**Exercise description:**
Your response should consist of the data that follows, repeated in full without alteration.

**Data supplied:**
··········

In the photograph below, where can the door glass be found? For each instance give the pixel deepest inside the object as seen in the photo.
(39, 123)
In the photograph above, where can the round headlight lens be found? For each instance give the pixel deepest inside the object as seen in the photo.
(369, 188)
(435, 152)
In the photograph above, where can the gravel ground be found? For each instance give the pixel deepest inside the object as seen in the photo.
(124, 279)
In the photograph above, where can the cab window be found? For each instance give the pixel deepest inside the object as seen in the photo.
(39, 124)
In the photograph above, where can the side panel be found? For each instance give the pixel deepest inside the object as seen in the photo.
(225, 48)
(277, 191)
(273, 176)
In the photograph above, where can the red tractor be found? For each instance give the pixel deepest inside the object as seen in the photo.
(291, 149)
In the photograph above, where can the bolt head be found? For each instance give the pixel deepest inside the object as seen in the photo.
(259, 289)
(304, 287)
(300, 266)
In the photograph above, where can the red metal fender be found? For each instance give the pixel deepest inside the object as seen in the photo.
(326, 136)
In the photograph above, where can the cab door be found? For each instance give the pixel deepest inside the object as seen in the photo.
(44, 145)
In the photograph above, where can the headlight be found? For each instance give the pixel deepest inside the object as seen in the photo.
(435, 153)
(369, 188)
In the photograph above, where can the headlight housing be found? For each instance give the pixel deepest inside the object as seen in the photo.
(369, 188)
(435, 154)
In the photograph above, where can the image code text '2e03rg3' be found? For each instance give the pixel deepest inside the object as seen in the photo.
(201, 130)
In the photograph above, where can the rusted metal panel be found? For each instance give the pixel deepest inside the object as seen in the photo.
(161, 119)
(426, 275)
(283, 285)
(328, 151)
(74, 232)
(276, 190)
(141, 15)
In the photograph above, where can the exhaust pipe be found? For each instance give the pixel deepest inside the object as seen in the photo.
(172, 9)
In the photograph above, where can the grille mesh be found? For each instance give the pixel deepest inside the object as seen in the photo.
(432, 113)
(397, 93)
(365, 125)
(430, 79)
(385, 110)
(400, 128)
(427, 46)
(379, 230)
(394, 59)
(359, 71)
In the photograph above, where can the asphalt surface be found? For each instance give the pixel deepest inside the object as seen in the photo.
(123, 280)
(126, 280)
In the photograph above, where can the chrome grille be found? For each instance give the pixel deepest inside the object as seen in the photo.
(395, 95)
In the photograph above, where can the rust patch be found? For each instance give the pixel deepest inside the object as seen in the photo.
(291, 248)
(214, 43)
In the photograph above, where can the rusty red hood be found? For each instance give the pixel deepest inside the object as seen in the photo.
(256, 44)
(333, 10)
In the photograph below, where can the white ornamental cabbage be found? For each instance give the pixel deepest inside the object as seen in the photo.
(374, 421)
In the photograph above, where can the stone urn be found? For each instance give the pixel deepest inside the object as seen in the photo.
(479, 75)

··········

**Answer for the task:**
In the photograph below, where can the door glass be found? For each instance give the pixel deepest inside the object as seen in the photo.
(39, 123)
In the photograph above, where can the round headlight lens be found? For each instance give the pixel deepest inside the object as seen in the photo.
(369, 188)
(435, 152)
In the photograph above, where can the gravel ground be found? For each instance give the pixel deepest inside the object as seen in the photo.
(124, 279)
In the photograph above, where can the cab window be found? For each instance give the pixel deepest inside the object as seen in the photo.
(39, 124)
In the photograph above, where can the side panel be found? For each instance give the pixel deepest inside the object as seen in the photo.
(225, 48)
(277, 191)
(273, 176)
In the photograph above, where can the red tractor be found? For each instance give the pixel deepest inside the object as seen in the photo.
(291, 149)
In the photograph above, where can the bolt head be found? For each instance give the pixel deepest inside the object as seen in the photo.
(259, 289)
(304, 287)
(300, 266)
In the photograph above, where can the red metal fender be found? For each instance give the pixel deepest inside the object as seen in the photo.
(326, 136)
In the photograph above, where can the cab door be found? For each instance give the pixel deepest inside the object as seen in the photo.
(44, 145)
In the photograph above, where can the headlight be found? For each instance give the pixel deepest inside the object as seen in the photo.
(435, 153)
(369, 188)
In the photograph above, where can the headlight housing be found? For each instance give the pixel deepest inside the object as seen in the photo.
(369, 188)
(435, 154)
In the photograph above, where can the image code text '2e03rg3' be found? For each instance give the pixel deepest inside the object as seen in the photo.
(201, 130)
In the photograph above, where can the rusted metal panel be found? For each instance give the pixel deepest inside the object as seen in the photo.
(161, 119)
(426, 275)
(283, 285)
(328, 151)
(74, 232)
(276, 190)
(141, 15)
In the photograph above, where can the exhaust pipe be found? For each instance give the pixel deepest inside the object as seen in the photo.
(172, 9)
In the photograph above, where can the grille mesh be found? For each instance give the pixel deepest inside the object as seen in the photo.
(432, 113)
(397, 93)
(365, 125)
(430, 79)
(385, 110)
(400, 128)
(427, 46)
(379, 230)
(394, 59)
(359, 71)
In the photograph above, where can the asphalt surface be found? For each instance give the pixel deepest inside the object as seen in the photo.
(123, 280)
(126, 280)
In the photograph above, where can the chrome grille be found? For each instance give the pixel deepest inside the object as seen in the photo.
(395, 95)
In the photograph above, where can the rust patch be found? For each instance give the pixel deepest inside the object as seen in the photo.
(291, 248)
(214, 43)
In the photograph above, where can the rusty red hood be found? For each instance give the pixel deepest inside the object as seen in the photo.
(256, 44)
(333, 10)
In the photograph below, where can the white ornamental cabbage be found? For each instance give the pixel deepest inside the object as seen in the photo.
(374, 421)
In the photograph above, where can the stone urn be found? For each instance give the pixel deepest inside the object as seen in the photo.
(479, 75)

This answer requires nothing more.